Como es bien sabido, no
pocas veces la admiración por lo ajeno o lo diferente esconde el
resentimiento hacia lo propio. Y eso se nota especialmente cuando esa
admiración es desmesurada y se hace alarde a diestro y siniestro. En
el caso de la admiración que en algunos suscita la cultura islámica,
o más bien en general la civilización islámica, se suele exhibir
no tanto los posibles valores de esta religión del libro y del
estilo de vida que patrocina, sino las aportaciones de la alta
cultura islámica, especialmente la filosofía, la metafísica, la
teología, así como sus avances científicos y matemáticos. Se
destaca además el ambiente de tolerancia y hasta libertad en que se
movió, así como su adelanto en dos siglos a la cultura cristiana
occidental. Aquí se cae a veces en la caricatura: de un lado la
claridad que envolvería a esta alta cultura y con ello, según se
supone, la cultura islámica, de otro el reino de tinieblas y
superstición de la edad media cristiana. Pero no es menor la
resistencia a examinar las razones de que este avance no llevara
consigo la modernización de esta civilización, en contraste
llamativo con el camino hacia la modernidad que tomaron las
sociedades cristianas, especialmente las occidentales. El asunto es
extremadamente complejo, pero sirvan algunas pistas, limitadas, eso
sí, al mundo de las ideas.

▶ [Ejercicio propuesto a] Repite íntegramente y sin ningún cambio el texto sobre la admiración por la cultura islámica.

▶ [Registros dados]
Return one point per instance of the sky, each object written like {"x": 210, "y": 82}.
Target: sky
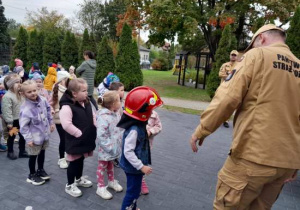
{"x": 17, "y": 9}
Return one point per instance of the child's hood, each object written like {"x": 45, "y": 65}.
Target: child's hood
{"x": 51, "y": 71}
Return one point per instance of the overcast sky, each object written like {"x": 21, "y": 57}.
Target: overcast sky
{"x": 17, "y": 9}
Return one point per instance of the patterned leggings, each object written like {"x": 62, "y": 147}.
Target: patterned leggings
{"x": 102, "y": 167}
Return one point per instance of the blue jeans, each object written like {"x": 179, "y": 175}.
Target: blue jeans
{"x": 134, "y": 184}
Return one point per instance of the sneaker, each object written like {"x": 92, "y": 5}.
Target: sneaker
{"x": 62, "y": 163}
{"x": 144, "y": 188}
{"x": 115, "y": 186}
{"x": 35, "y": 179}
{"x": 116, "y": 163}
{"x": 23, "y": 154}
{"x": 11, "y": 155}
{"x": 226, "y": 125}
{"x": 42, "y": 173}
{"x": 83, "y": 182}
{"x": 3, "y": 148}
{"x": 104, "y": 193}
{"x": 73, "y": 190}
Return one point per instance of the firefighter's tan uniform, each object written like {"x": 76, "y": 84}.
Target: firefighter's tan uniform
{"x": 226, "y": 69}
{"x": 264, "y": 87}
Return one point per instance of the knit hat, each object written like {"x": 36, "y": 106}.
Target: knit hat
{"x": 72, "y": 68}
{"x": 18, "y": 69}
{"x": 36, "y": 66}
{"x": 19, "y": 62}
{"x": 62, "y": 75}
{"x": 5, "y": 69}
{"x": 36, "y": 76}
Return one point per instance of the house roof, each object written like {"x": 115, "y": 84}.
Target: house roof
{"x": 141, "y": 48}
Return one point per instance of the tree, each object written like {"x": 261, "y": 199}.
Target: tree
{"x": 20, "y": 48}
{"x": 51, "y": 50}
{"x": 34, "y": 49}
{"x": 227, "y": 43}
{"x": 293, "y": 34}
{"x": 105, "y": 61}
{"x": 48, "y": 21}
{"x": 66, "y": 56}
{"x": 133, "y": 18}
{"x": 101, "y": 18}
{"x": 69, "y": 50}
{"x": 4, "y": 36}
{"x": 93, "y": 44}
{"x": 74, "y": 50}
{"x": 166, "y": 19}
{"x": 91, "y": 14}
{"x": 13, "y": 27}
{"x": 85, "y": 45}
{"x": 128, "y": 60}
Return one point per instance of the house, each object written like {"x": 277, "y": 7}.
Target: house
{"x": 144, "y": 57}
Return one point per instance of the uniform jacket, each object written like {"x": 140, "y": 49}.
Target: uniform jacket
{"x": 135, "y": 150}
{"x": 10, "y": 107}
{"x": 226, "y": 69}
{"x": 264, "y": 87}
{"x": 35, "y": 120}
{"x": 50, "y": 79}
{"x": 109, "y": 136}
{"x": 87, "y": 71}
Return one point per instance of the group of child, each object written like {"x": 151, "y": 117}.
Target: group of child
{"x": 121, "y": 133}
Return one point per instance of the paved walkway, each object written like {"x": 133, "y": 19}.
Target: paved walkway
{"x": 181, "y": 180}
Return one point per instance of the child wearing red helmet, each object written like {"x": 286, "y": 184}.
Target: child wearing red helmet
{"x": 136, "y": 155}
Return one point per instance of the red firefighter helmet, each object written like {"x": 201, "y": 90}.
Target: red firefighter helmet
{"x": 140, "y": 102}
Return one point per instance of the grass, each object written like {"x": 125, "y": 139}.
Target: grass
{"x": 182, "y": 110}
{"x": 166, "y": 85}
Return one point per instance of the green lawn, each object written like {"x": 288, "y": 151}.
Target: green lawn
{"x": 166, "y": 85}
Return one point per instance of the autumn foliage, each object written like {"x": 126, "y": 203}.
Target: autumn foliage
{"x": 133, "y": 18}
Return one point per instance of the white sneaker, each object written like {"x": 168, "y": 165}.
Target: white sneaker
{"x": 83, "y": 182}
{"x": 115, "y": 186}
{"x": 62, "y": 163}
{"x": 104, "y": 193}
{"x": 73, "y": 190}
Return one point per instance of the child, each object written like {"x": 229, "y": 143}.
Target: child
{"x": 3, "y": 130}
{"x": 36, "y": 125}
{"x": 58, "y": 90}
{"x": 72, "y": 72}
{"x": 109, "y": 138}
{"x": 50, "y": 79}
{"x": 40, "y": 86}
{"x": 78, "y": 121}
{"x": 118, "y": 86}
{"x": 11, "y": 103}
{"x": 136, "y": 156}
{"x": 153, "y": 127}
{"x": 104, "y": 86}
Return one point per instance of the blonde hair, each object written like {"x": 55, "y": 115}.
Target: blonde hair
{"x": 108, "y": 99}
{"x": 26, "y": 84}
{"x": 9, "y": 84}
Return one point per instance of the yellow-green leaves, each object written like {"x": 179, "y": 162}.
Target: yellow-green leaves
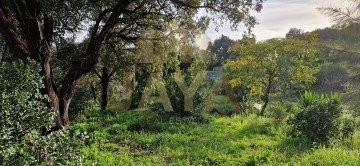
{"x": 273, "y": 62}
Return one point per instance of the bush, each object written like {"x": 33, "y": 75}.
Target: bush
{"x": 318, "y": 118}
{"x": 23, "y": 112}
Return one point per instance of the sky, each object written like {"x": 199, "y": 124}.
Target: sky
{"x": 278, "y": 16}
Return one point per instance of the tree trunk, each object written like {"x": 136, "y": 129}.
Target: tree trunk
{"x": 105, "y": 79}
{"x": 34, "y": 42}
{"x": 93, "y": 89}
{"x": 266, "y": 96}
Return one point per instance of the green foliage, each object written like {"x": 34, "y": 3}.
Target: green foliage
{"x": 318, "y": 119}
{"x": 220, "y": 49}
{"x": 332, "y": 77}
{"x": 23, "y": 113}
{"x": 139, "y": 137}
{"x": 278, "y": 61}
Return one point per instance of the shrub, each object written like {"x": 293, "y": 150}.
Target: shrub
{"x": 23, "y": 112}
{"x": 318, "y": 118}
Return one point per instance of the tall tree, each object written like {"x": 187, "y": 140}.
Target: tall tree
{"x": 262, "y": 67}
{"x": 220, "y": 49}
{"x": 29, "y": 27}
{"x": 344, "y": 16}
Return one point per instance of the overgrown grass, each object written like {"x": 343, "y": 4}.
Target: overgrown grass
{"x": 140, "y": 137}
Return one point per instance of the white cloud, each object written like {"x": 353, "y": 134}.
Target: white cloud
{"x": 278, "y": 16}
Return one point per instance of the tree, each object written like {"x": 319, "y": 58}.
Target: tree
{"x": 115, "y": 57}
{"x": 220, "y": 49}
{"x": 295, "y": 32}
{"x": 30, "y": 27}
{"x": 344, "y": 16}
{"x": 263, "y": 67}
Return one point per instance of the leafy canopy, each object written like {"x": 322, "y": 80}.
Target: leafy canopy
{"x": 263, "y": 64}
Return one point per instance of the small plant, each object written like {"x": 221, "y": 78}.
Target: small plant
{"x": 318, "y": 118}
{"x": 23, "y": 112}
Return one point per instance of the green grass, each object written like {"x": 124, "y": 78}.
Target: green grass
{"x": 147, "y": 138}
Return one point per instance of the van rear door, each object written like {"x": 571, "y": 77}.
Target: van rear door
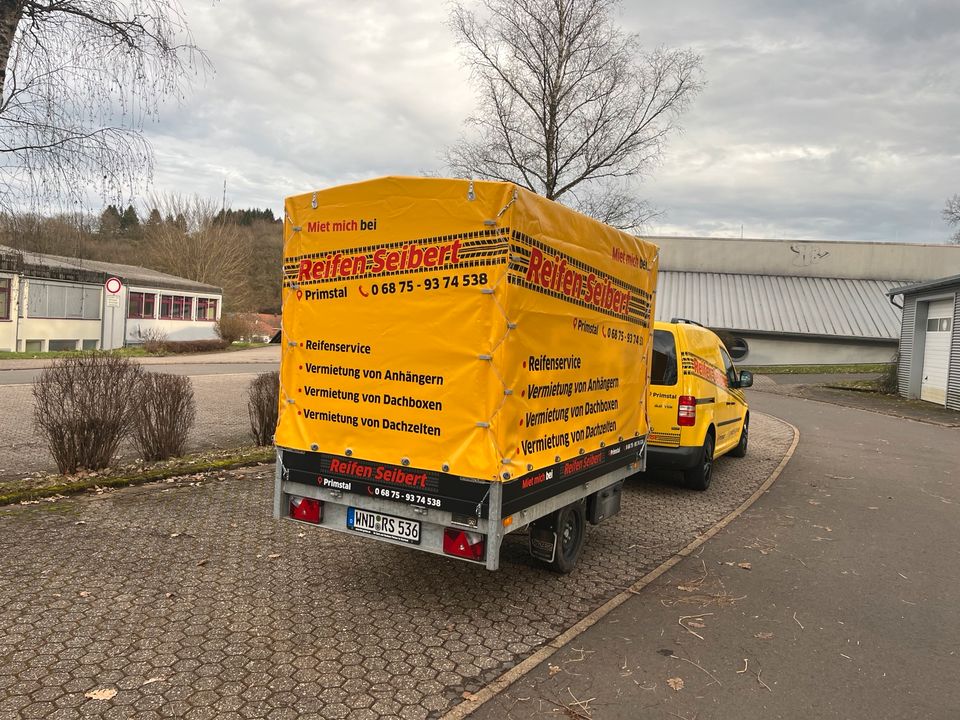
{"x": 664, "y": 391}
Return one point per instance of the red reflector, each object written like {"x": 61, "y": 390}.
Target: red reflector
{"x": 463, "y": 544}
{"x": 687, "y": 411}
{"x": 306, "y": 509}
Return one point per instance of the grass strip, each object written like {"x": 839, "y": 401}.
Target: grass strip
{"x": 16, "y": 491}
{"x": 817, "y": 369}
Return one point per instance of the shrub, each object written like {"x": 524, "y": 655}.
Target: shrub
{"x": 262, "y": 406}
{"x": 84, "y": 409}
{"x": 184, "y": 347}
{"x": 165, "y": 411}
{"x": 234, "y": 326}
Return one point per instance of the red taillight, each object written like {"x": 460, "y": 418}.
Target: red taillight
{"x": 687, "y": 411}
{"x": 464, "y": 544}
{"x": 306, "y": 509}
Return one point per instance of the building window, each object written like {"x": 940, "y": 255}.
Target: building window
{"x": 4, "y": 298}
{"x": 58, "y": 300}
{"x": 939, "y": 324}
{"x": 206, "y": 309}
{"x": 176, "y": 307}
{"x": 141, "y": 305}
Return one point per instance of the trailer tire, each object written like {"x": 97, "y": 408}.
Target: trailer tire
{"x": 571, "y": 528}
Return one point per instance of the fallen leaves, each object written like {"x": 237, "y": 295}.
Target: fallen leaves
{"x": 101, "y": 694}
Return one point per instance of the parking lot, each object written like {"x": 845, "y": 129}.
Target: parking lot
{"x": 186, "y": 599}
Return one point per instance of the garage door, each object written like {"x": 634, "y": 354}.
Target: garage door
{"x": 936, "y": 352}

▶ [Ejercicio propuesto b] Escribe de nuevo solo los registros que van desde la línea que contiene "Return one point per instance of the trailer" hasta el final de los registros, ambos extremos incluidos y con las solicitudes. Reescala las coordenadas de las respuestas multiplicándolas por 0,4 y redondeándolas a enteros, con las mitades hacia arriba, sin alterar las cifras de las solicitudes.

▶ [Respuesta escrita a]
Como es bien sabido, no
pocas veces la admiración por lo ajeno o lo diferente esconde el
resentimiento hacia lo propio. Y eso se nota especialmente cuando esa
admiración es desmesurada y se hace alarde a diestro y siniestro. En
el caso de la admiración que en algunos suscita la cultura islámica,
o más bien en general la civilización islámica, se suele exhibir
no tanto los posibles valores de esta religión del libro y del
estilo de vida que patrocina, sino las aportaciones de la alta
cultura islámica, especialmente la filosofía, la metafísica, la
teología, así como sus avances científicos y matemáticos. Se
destaca además el ambiente de tolerancia y hasta libertad en que se
movió, así como su adelanto en dos siglos a la cultura cristiana
occidental. Aquí se cae a veces en la caricatura: de un lado la
claridad que envolvería a esta alta cultura y con ello, según se
supone, la cultura islámica, de otro el reino de tinieblas y
superstición de la edad media cristiana. Pero no es menor la
resistencia a examinar las razones de que este avance no llevara
consigo la modernización de esta civilización, en contraste
llamativo con el camino hacia la modernidad que tomaron las
sociedades cristianas, especialmente las occidentales. El asunto es
extremadamente complejo, pero sirvan algunas pistas, limitadas, eso
sí, al mundo de las ideas.

▶ [Respuesta escrita b]
Return one point per instance of the trailer tire, each object written like {"x": 97, "y": 408}.
Target: trailer tire
{"x": 228, "y": 211}
Return one point per instance of the fallen leaves, each object written like {"x": 237, "y": 295}.
Target: fallen leaves
{"x": 40, "y": 278}
Return one point per instance of the parking lot, each object written like {"x": 845, "y": 129}.
Target: parking lot
{"x": 74, "y": 240}
Return one point per instance of the garage door, each object written like {"x": 634, "y": 354}.
Target: garage door
{"x": 374, "y": 141}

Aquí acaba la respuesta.